=== Complete the following ===
**1)** Answer these questions about the blog post on Old Crow Medicine Show:
(a) How old will Myles be in a couple of weeks?
(b) Which two roles does Ketch Secor have in the band?
(c) According to Secor's verses, where was the hitchhiking trip from and to?
**2)** Revise the blog post about Old Crow Medicine Show by giving the part that opens with the words containing "Live Music... Wednesday?" and closes with "via the radio.". Replace "DVD player" with "television".
**3)** Take the blog post about Old Crow Medicine Show further, continuing from its final sentence.

─── Page extract ───

Wednesday, July 28, 2010

Live Music... Wednesday? Old Crow Medicine Show

Sorry, it's been months and it ain't Friday, but I was just feeling like it tonight. Myles, who will be 2 in a couple of weeks, and I were playing "jams" (as he calls them) this evening from Youtube through the DVD player. This is one of his favorites of all time. "Wagon Wheel" by Old Crow Medicine Show. OCMS is a true old-time string band. Fiddles. Guitars. Banjos. Double bass. The occasional harmonica, Great music. It's not really bluegrass and it's not really country, but it is authentic old timey Americana, the kind of music that rural Americans played on the farms, ranches and homesteads by themselves and for themselves before it became common to listen to music recorded by other people - via the radio.

This particular song, "Wagon Wheel," is listed with a co-writing credit between OCMS's lead vocalist and fiddler, Ketch Secor, and the legendary Bob Dylan. How does this happen? Well, young Ketch is a major music junkie, and he was in the process of listening to every bootleg and outtake available of Bob Dylan's and he heard this "Rock Me Mamma" chorus sung by Dylan on an old tape. It was really just an idea for a song that Dylan did for a movie soundtrack. Secor took that idea and finished it with several verses about hitchhiking from college in New York to get back home to his native North Carolina. Once OCMS started getting some local notoriety, Ketch realized that he really better get some rights to this song if they are going to sell it... I mean, it started as a Dylan song. They ended up with co-credits and the song became synonymous with OCMS.

─── Provided data ───

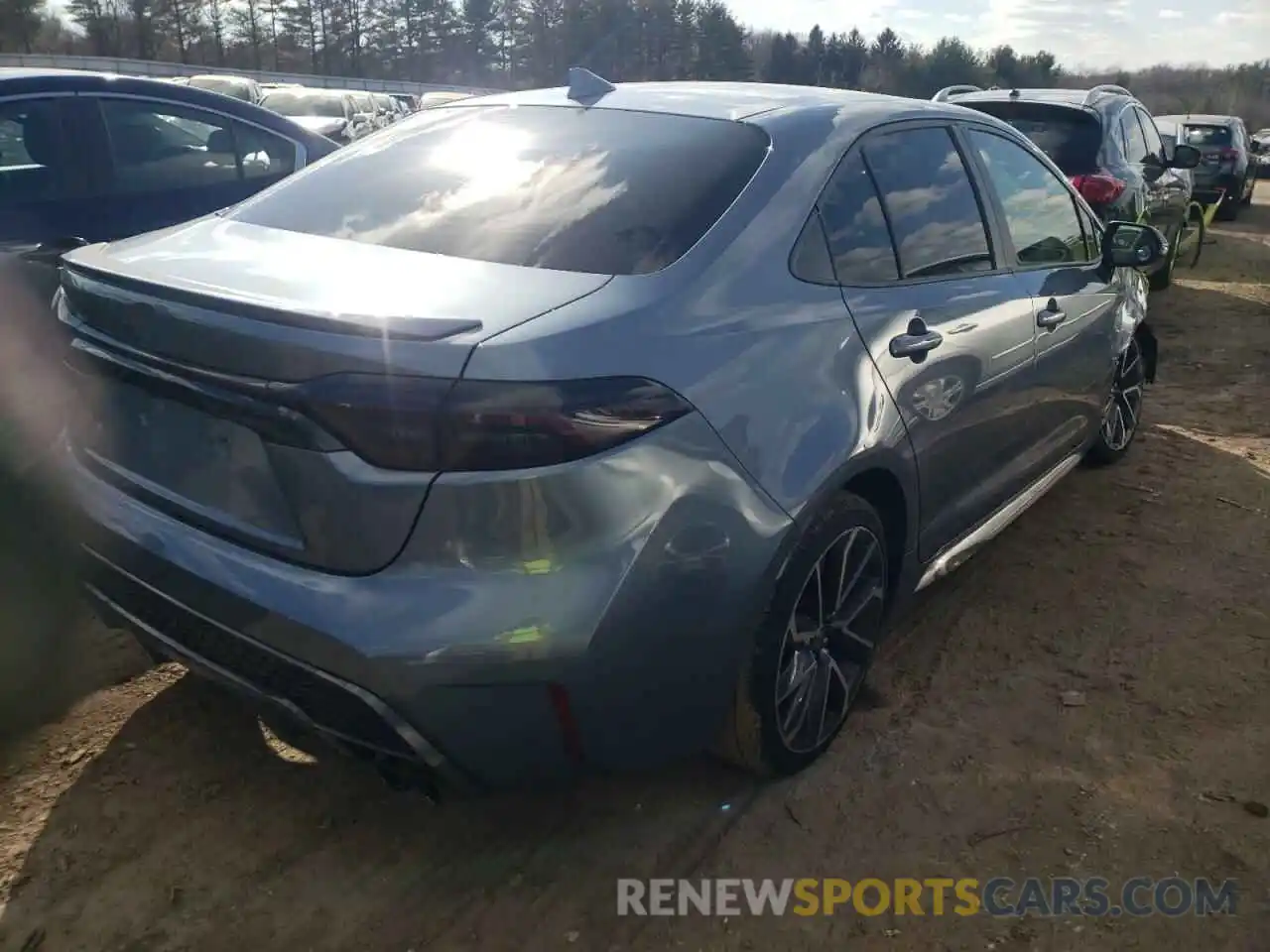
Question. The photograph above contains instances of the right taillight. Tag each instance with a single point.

───

=== Task answers ===
**1)**
(a) He will be 2.
(b) He is the lead vocalist and fiddler.
(c) The trip went from college in New York back home to his native North Carolina.

**2)**
Live Music... Wednesday? Old Crow Medicine Show

Sorry, it's been months and it ain't Friday, but I was just feeling like it tonight. Myles, who will be 2 in a couple of weeks, and I were playing "jams" (as he calls them) this evening from Youtube through the television. This is one of his favorites of all time. "Wagon Wheel" by Old Crow Medicine Show. OCMS is a true old-time string band. Fiddles. Guitars. Banjos. Double bass. The occasional harmonica, Great music. It's not really bluegrass and it's not really country, but it is authentic old timey Americana, the kind of music that rural Americans played on the farms, ranches and homesteads by themselves and for themselves before it became common to listen to music recorded by other people - via the radio.

**3)**
These guys can play their instruments, but they also have ridiculous voices suited to this kind of music. Listen to Ketch on the leads, but keep an ear out for when the skinny, scraggly-haired guitarist chimes in with the high notes to harmonize with Ketch - if you like music, these vocal harmonies are fucking hair-raising - especially if you've had a few whiskeys and miss somebody or somewhere.

Great lyrics, simple heart-felt ideas, Americana imagery. Trike and I are committed to seeing these Carolina boys perform in their adopted new home of Nashville. Just hear how the home crowd goes nuts when he mentions the Volunteer State in this verse about trying to get home:

Walking due south out of Roanoke,
I caught a trucker out of Philly, had a nice long toke
But he's headed west from the Cumberland Gap
To Johnson City, Tennessee


Go ahead, treat yourself. Don't be shy about saying "gawdayam!" when you hear the fiddle parts between verses.